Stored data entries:
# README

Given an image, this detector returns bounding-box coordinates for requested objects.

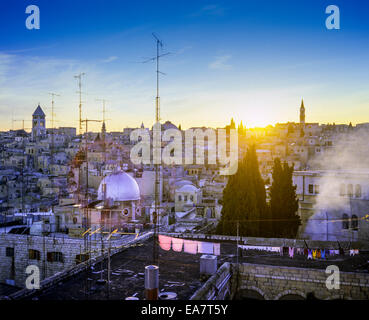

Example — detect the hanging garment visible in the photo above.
[321,249,326,259]
[172,237,184,252]
[355,249,359,255]
[183,239,198,255]
[283,247,289,256]
[158,235,172,251]
[307,249,313,260]
[317,249,321,259]
[213,243,221,256]
[198,241,214,254]
[304,248,308,256]
[312,250,317,259]
[339,248,344,255]
[334,250,340,255]
[288,247,294,258]
[269,247,281,253]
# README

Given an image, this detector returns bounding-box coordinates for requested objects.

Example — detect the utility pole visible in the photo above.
[48,93,60,214]
[81,118,101,299]
[74,73,85,135]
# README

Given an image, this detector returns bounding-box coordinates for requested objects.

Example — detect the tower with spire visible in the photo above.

◆ **REQUIREMENT**
Repeat each line of the records exactly, dropping the pictures.

◆ **WRITTEN SOLUTION**
# README

Given an image, this detector returns bounding-box coordinates for requested objects.


Example — detect the hanging garment visible in the photo above.
[321,249,326,259]
[172,237,184,252]
[355,249,359,255]
[183,239,198,255]
[283,247,289,256]
[158,235,172,251]
[307,249,313,260]
[317,249,321,259]
[213,243,221,256]
[198,241,214,254]
[304,248,308,256]
[312,250,317,259]
[339,248,344,255]
[334,250,340,255]
[288,247,294,258]
[269,247,281,253]
# README

Given an image, this detector returns bounding-box coordinates for requested objects.

Example — detect the utility pole visible in the photo above.
[48,93,60,214]
[81,118,101,299]
[74,73,85,135]
# README

Given an image, this detector returns bounding-box coordinates for requested objects.

Example — detect the tower with spire visible in the photo above.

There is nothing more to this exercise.